EXERCISE GOAL — Leave every picture out, and retype all the remaining records exactly.

MATERIAL FOR THIS TASK —
■ ■ ■ ■ ■

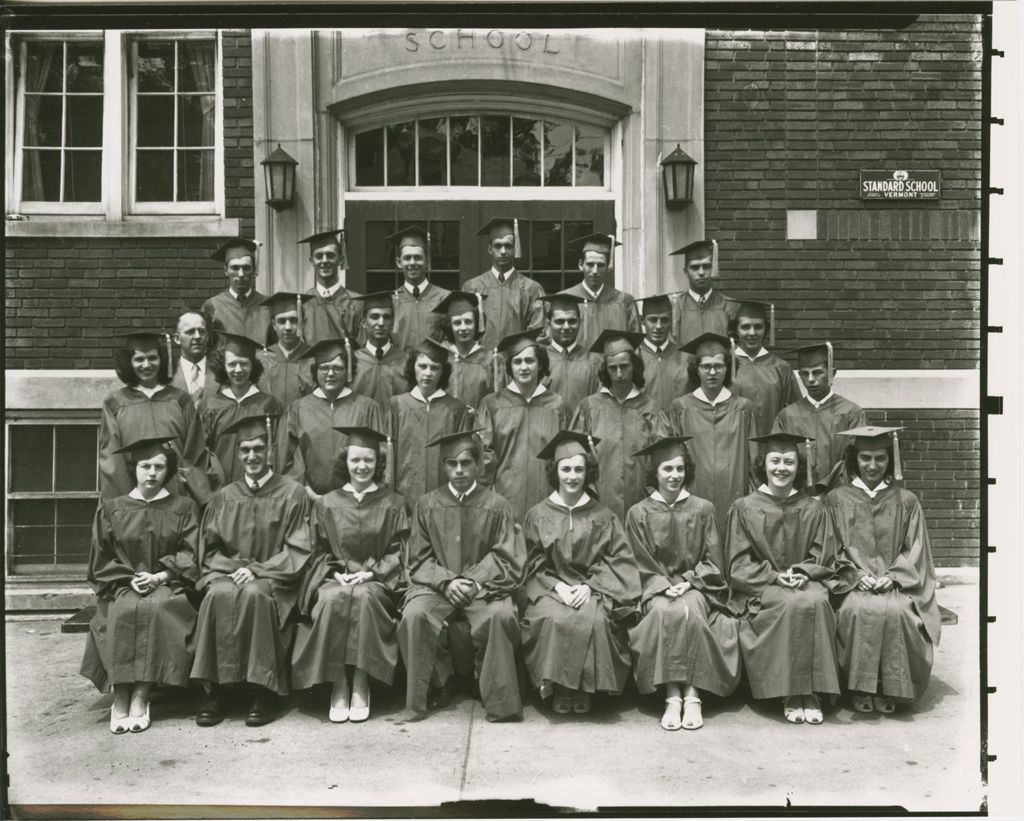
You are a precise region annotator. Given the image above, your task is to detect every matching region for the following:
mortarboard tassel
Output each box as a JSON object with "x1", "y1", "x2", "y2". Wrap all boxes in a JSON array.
[
  {"x1": 492, "y1": 348, "x2": 502, "y2": 393},
  {"x1": 711, "y1": 239, "x2": 719, "y2": 279},
  {"x1": 581, "y1": 298, "x2": 591, "y2": 347},
  {"x1": 769, "y1": 304, "x2": 776, "y2": 349},
  {"x1": 426, "y1": 230, "x2": 432, "y2": 274},
  {"x1": 607, "y1": 233, "x2": 616, "y2": 271},
  {"x1": 476, "y1": 291, "x2": 486, "y2": 336},
  {"x1": 163, "y1": 333, "x2": 173, "y2": 382},
  {"x1": 892, "y1": 430, "x2": 903, "y2": 482},
  {"x1": 344, "y1": 337, "x2": 353, "y2": 386},
  {"x1": 384, "y1": 434, "x2": 395, "y2": 488},
  {"x1": 513, "y1": 219, "x2": 522, "y2": 260},
  {"x1": 729, "y1": 336, "x2": 737, "y2": 383},
  {"x1": 806, "y1": 437, "x2": 816, "y2": 487},
  {"x1": 826, "y1": 340, "x2": 834, "y2": 388},
  {"x1": 252, "y1": 239, "x2": 263, "y2": 282}
]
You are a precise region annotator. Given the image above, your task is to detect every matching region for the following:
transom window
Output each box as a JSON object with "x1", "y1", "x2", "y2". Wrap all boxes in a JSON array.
[{"x1": 353, "y1": 115, "x2": 607, "y2": 188}]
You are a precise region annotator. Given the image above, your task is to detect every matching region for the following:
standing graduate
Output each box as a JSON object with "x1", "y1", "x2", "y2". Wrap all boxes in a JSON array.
[
  {"x1": 298, "y1": 229, "x2": 363, "y2": 346},
  {"x1": 388, "y1": 338, "x2": 475, "y2": 503},
  {"x1": 667, "y1": 333, "x2": 758, "y2": 530},
  {"x1": 543, "y1": 293, "x2": 602, "y2": 410},
  {"x1": 625, "y1": 436, "x2": 740, "y2": 732},
  {"x1": 201, "y1": 238, "x2": 270, "y2": 341},
  {"x1": 398, "y1": 430, "x2": 526, "y2": 721},
  {"x1": 477, "y1": 328, "x2": 571, "y2": 522},
  {"x1": 725, "y1": 432, "x2": 841, "y2": 725},
  {"x1": 386, "y1": 225, "x2": 451, "y2": 351},
  {"x1": 636, "y1": 293, "x2": 693, "y2": 415},
  {"x1": 522, "y1": 431, "x2": 641, "y2": 715},
  {"x1": 570, "y1": 330, "x2": 668, "y2": 522},
  {"x1": 171, "y1": 310, "x2": 218, "y2": 409},
  {"x1": 462, "y1": 217, "x2": 545, "y2": 352},
  {"x1": 191, "y1": 415, "x2": 311, "y2": 727},
  {"x1": 349, "y1": 291, "x2": 409, "y2": 407},
  {"x1": 255, "y1": 292, "x2": 316, "y2": 409},
  {"x1": 280, "y1": 337, "x2": 388, "y2": 501},
  {"x1": 433, "y1": 290, "x2": 493, "y2": 408},
  {"x1": 825, "y1": 426, "x2": 940, "y2": 714},
  {"x1": 667, "y1": 239, "x2": 738, "y2": 346},
  {"x1": 772, "y1": 341, "x2": 868, "y2": 493},
  {"x1": 291, "y1": 426, "x2": 409, "y2": 724},
  {"x1": 81, "y1": 435, "x2": 199, "y2": 735}
]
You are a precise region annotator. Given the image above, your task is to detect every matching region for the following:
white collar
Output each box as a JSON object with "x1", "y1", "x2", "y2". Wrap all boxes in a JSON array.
[
  {"x1": 366, "y1": 341, "x2": 393, "y2": 357},
  {"x1": 220, "y1": 384, "x2": 261, "y2": 404},
  {"x1": 135, "y1": 384, "x2": 164, "y2": 398},
  {"x1": 735, "y1": 347, "x2": 769, "y2": 361},
  {"x1": 549, "y1": 490, "x2": 591, "y2": 510},
  {"x1": 506, "y1": 381, "x2": 548, "y2": 400},
  {"x1": 246, "y1": 469, "x2": 275, "y2": 491},
  {"x1": 491, "y1": 267, "x2": 516, "y2": 282},
  {"x1": 403, "y1": 280, "x2": 429, "y2": 295},
  {"x1": 806, "y1": 391, "x2": 835, "y2": 410},
  {"x1": 343, "y1": 481, "x2": 378, "y2": 501},
  {"x1": 452, "y1": 341, "x2": 483, "y2": 358},
  {"x1": 852, "y1": 476, "x2": 890, "y2": 499},
  {"x1": 693, "y1": 386, "x2": 732, "y2": 406},
  {"x1": 449, "y1": 481, "x2": 478, "y2": 501},
  {"x1": 179, "y1": 357, "x2": 206, "y2": 373},
  {"x1": 550, "y1": 340, "x2": 578, "y2": 355},
  {"x1": 313, "y1": 386, "x2": 353, "y2": 401},
  {"x1": 651, "y1": 489, "x2": 690, "y2": 506},
  {"x1": 582, "y1": 283, "x2": 603, "y2": 300},
  {"x1": 411, "y1": 386, "x2": 447, "y2": 404},
  {"x1": 600, "y1": 385, "x2": 641, "y2": 403},
  {"x1": 317, "y1": 280, "x2": 343, "y2": 299},
  {"x1": 758, "y1": 483, "x2": 799, "y2": 498},
  {"x1": 643, "y1": 339, "x2": 670, "y2": 354},
  {"x1": 278, "y1": 343, "x2": 303, "y2": 359},
  {"x1": 689, "y1": 288, "x2": 713, "y2": 303},
  {"x1": 229, "y1": 287, "x2": 253, "y2": 301},
  {"x1": 129, "y1": 487, "x2": 170, "y2": 503}
]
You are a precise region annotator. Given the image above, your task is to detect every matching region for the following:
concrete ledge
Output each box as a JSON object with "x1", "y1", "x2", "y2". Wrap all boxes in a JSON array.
[
  {"x1": 6, "y1": 369, "x2": 120, "y2": 411},
  {"x1": 833, "y1": 369, "x2": 979, "y2": 410},
  {"x1": 5, "y1": 217, "x2": 241, "y2": 239},
  {"x1": 5, "y1": 584, "x2": 93, "y2": 613}
]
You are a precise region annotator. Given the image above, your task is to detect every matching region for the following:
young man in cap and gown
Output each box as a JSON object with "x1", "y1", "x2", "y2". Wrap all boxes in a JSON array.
[
  {"x1": 636, "y1": 293, "x2": 693, "y2": 415},
  {"x1": 433, "y1": 290, "x2": 494, "y2": 408},
  {"x1": 559, "y1": 232, "x2": 640, "y2": 351},
  {"x1": 349, "y1": 291, "x2": 410, "y2": 407},
  {"x1": 542, "y1": 293, "x2": 602, "y2": 410},
  {"x1": 668, "y1": 239, "x2": 738, "y2": 346},
  {"x1": 201, "y1": 238, "x2": 270, "y2": 341},
  {"x1": 255, "y1": 292, "x2": 316, "y2": 409},
  {"x1": 387, "y1": 225, "x2": 451, "y2": 351},
  {"x1": 298, "y1": 229, "x2": 363, "y2": 346}
]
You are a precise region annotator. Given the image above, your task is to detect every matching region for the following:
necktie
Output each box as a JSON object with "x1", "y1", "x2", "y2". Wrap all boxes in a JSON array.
[
  {"x1": 412, "y1": 285, "x2": 420, "y2": 299},
  {"x1": 498, "y1": 273, "x2": 506, "y2": 284},
  {"x1": 375, "y1": 347, "x2": 384, "y2": 362},
  {"x1": 192, "y1": 363, "x2": 201, "y2": 386}
]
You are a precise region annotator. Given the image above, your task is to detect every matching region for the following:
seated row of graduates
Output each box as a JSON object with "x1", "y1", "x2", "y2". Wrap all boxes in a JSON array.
[{"x1": 84, "y1": 412, "x2": 939, "y2": 735}]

■ ■ ■ ■ ■

SOLUTION TO THIS TASK —
You are a precise region annotator. Given the image above, your task is to detect every matching region for the following:
mortarboard tassel
Output each box as a JSON object with "x1", "y1", "x2", "y2". Wrap all boxes in a JSON array.
[
  {"x1": 492, "y1": 348, "x2": 502, "y2": 393},
  {"x1": 711, "y1": 239, "x2": 719, "y2": 279},
  {"x1": 581, "y1": 298, "x2": 591, "y2": 347},
  {"x1": 769, "y1": 304, "x2": 776, "y2": 349},
  {"x1": 426, "y1": 230, "x2": 432, "y2": 274},
  {"x1": 607, "y1": 233, "x2": 616, "y2": 271},
  {"x1": 476, "y1": 291, "x2": 486, "y2": 336},
  {"x1": 163, "y1": 333, "x2": 173, "y2": 382},
  {"x1": 892, "y1": 430, "x2": 903, "y2": 482},
  {"x1": 344, "y1": 337, "x2": 353, "y2": 386},
  {"x1": 384, "y1": 434, "x2": 395, "y2": 488},
  {"x1": 513, "y1": 219, "x2": 522, "y2": 260},
  {"x1": 729, "y1": 336, "x2": 737, "y2": 383},
  {"x1": 806, "y1": 437, "x2": 816, "y2": 487},
  {"x1": 826, "y1": 340, "x2": 834, "y2": 388},
  {"x1": 252, "y1": 239, "x2": 263, "y2": 282}
]
You are a precise region annotator. Given the image above, your task is to detect every matching region for the following:
transom window
Output each box as a JSON object with "x1", "y1", "x2", "y2". Wrap all boxes in a JSON array.
[{"x1": 353, "y1": 115, "x2": 607, "y2": 188}]
You are a precise region annotator. Given the image above, your task is to detect every matching region for the following:
standing graduate
Output each box as a JSON object with "x1", "y1", "x2", "y2". Wrap all boxes in a JSON array.
[
  {"x1": 298, "y1": 229, "x2": 363, "y2": 346},
  {"x1": 388, "y1": 338, "x2": 475, "y2": 503},
  {"x1": 667, "y1": 333, "x2": 758, "y2": 530},
  {"x1": 543, "y1": 293, "x2": 602, "y2": 410},
  {"x1": 625, "y1": 436, "x2": 740, "y2": 732},
  {"x1": 201, "y1": 238, "x2": 270, "y2": 341},
  {"x1": 398, "y1": 430, "x2": 526, "y2": 721},
  {"x1": 477, "y1": 328, "x2": 571, "y2": 522},
  {"x1": 725, "y1": 432, "x2": 841, "y2": 725},
  {"x1": 386, "y1": 225, "x2": 451, "y2": 351},
  {"x1": 636, "y1": 293, "x2": 693, "y2": 415},
  {"x1": 522, "y1": 431, "x2": 641, "y2": 715},
  {"x1": 570, "y1": 330, "x2": 668, "y2": 522},
  {"x1": 171, "y1": 310, "x2": 218, "y2": 409},
  {"x1": 462, "y1": 217, "x2": 545, "y2": 352},
  {"x1": 191, "y1": 415, "x2": 311, "y2": 727},
  {"x1": 349, "y1": 291, "x2": 409, "y2": 407},
  {"x1": 255, "y1": 292, "x2": 316, "y2": 409},
  {"x1": 280, "y1": 337, "x2": 388, "y2": 501},
  {"x1": 433, "y1": 290, "x2": 493, "y2": 408},
  {"x1": 825, "y1": 426, "x2": 940, "y2": 714},
  {"x1": 667, "y1": 239, "x2": 738, "y2": 346},
  {"x1": 772, "y1": 341, "x2": 868, "y2": 493},
  {"x1": 291, "y1": 426, "x2": 409, "y2": 724},
  {"x1": 81, "y1": 435, "x2": 199, "y2": 735}
]
You are a precise region annotator. Given the image above, your task is to detect every matching region for the following:
white collar
Output each box as a JSON object with "x1", "y1", "x2", "y2". Wrap all boxes in a JSON array.
[
  {"x1": 366, "y1": 341, "x2": 393, "y2": 357},
  {"x1": 220, "y1": 384, "x2": 261, "y2": 404},
  {"x1": 135, "y1": 384, "x2": 164, "y2": 398},
  {"x1": 735, "y1": 347, "x2": 769, "y2": 361},
  {"x1": 549, "y1": 490, "x2": 591, "y2": 510},
  {"x1": 506, "y1": 381, "x2": 548, "y2": 400},
  {"x1": 246, "y1": 469, "x2": 275, "y2": 491},
  {"x1": 491, "y1": 267, "x2": 516, "y2": 282},
  {"x1": 403, "y1": 280, "x2": 429, "y2": 295},
  {"x1": 806, "y1": 391, "x2": 835, "y2": 410},
  {"x1": 343, "y1": 481, "x2": 378, "y2": 501},
  {"x1": 452, "y1": 341, "x2": 483, "y2": 358},
  {"x1": 852, "y1": 476, "x2": 890, "y2": 499},
  {"x1": 693, "y1": 386, "x2": 732, "y2": 406},
  {"x1": 449, "y1": 481, "x2": 478, "y2": 501},
  {"x1": 179, "y1": 357, "x2": 206, "y2": 373},
  {"x1": 550, "y1": 340, "x2": 578, "y2": 355},
  {"x1": 313, "y1": 386, "x2": 353, "y2": 401},
  {"x1": 651, "y1": 489, "x2": 690, "y2": 506},
  {"x1": 582, "y1": 283, "x2": 603, "y2": 300},
  {"x1": 411, "y1": 386, "x2": 447, "y2": 404},
  {"x1": 600, "y1": 385, "x2": 641, "y2": 403},
  {"x1": 317, "y1": 280, "x2": 343, "y2": 299},
  {"x1": 758, "y1": 483, "x2": 799, "y2": 498},
  {"x1": 643, "y1": 339, "x2": 670, "y2": 354},
  {"x1": 278, "y1": 343, "x2": 303, "y2": 359},
  {"x1": 689, "y1": 288, "x2": 713, "y2": 303},
  {"x1": 229, "y1": 287, "x2": 253, "y2": 301},
  {"x1": 129, "y1": 487, "x2": 170, "y2": 503}
]
You are a precise region annotator. Given the image above, your task is to detect every matching region for the following:
concrete ledge
Output each box as a JSON object with "x1", "y1", "x2", "y2". Wrap all boxes in a JSON array.
[
  {"x1": 6, "y1": 369, "x2": 120, "y2": 411},
  {"x1": 833, "y1": 369, "x2": 979, "y2": 410},
  {"x1": 5, "y1": 217, "x2": 241, "y2": 239},
  {"x1": 5, "y1": 584, "x2": 93, "y2": 613}
]
You are a precise region annotator. Given the image above, your task is to detect every matching region for the following:
young man in cap and gown
Output each box as a JSON object with "x1", "y1", "x2", "y2". Wrap all boxes in a JSON array.
[
  {"x1": 636, "y1": 293, "x2": 693, "y2": 415},
  {"x1": 433, "y1": 290, "x2": 494, "y2": 408},
  {"x1": 559, "y1": 232, "x2": 640, "y2": 351},
  {"x1": 349, "y1": 291, "x2": 410, "y2": 407},
  {"x1": 542, "y1": 293, "x2": 602, "y2": 410},
  {"x1": 668, "y1": 239, "x2": 738, "y2": 346},
  {"x1": 201, "y1": 238, "x2": 270, "y2": 341},
  {"x1": 255, "y1": 292, "x2": 316, "y2": 409},
  {"x1": 387, "y1": 225, "x2": 451, "y2": 351},
  {"x1": 298, "y1": 229, "x2": 363, "y2": 346}
]
You are a precise region annotator. Given the image above, your task is to detect every matching region for the following:
necktie
Output each box as a JSON object with "x1", "y1", "x2", "y2". Wrap all boxes in a JSON array.
[
  {"x1": 412, "y1": 285, "x2": 420, "y2": 299},
  {"x1": 498, "y1": 273, "x2": 506, "y2": 284},
  {"x1": 375, "y1": 347, "x2": 384, "y2": 362},
  {"x1": 192, "y1": 363, "x2": 201, "y2": 386}
]
You are a precise region annotator. Given the image above, your task is to detect every matching region for the following:
seated row of graduates
Output each box as a JSON object with "x1", "y1", "x2", "y2". Wrap all boxes in a JSON array.
[{"x1": 84, "y1": 412, "x2": 939, "y2": 735}]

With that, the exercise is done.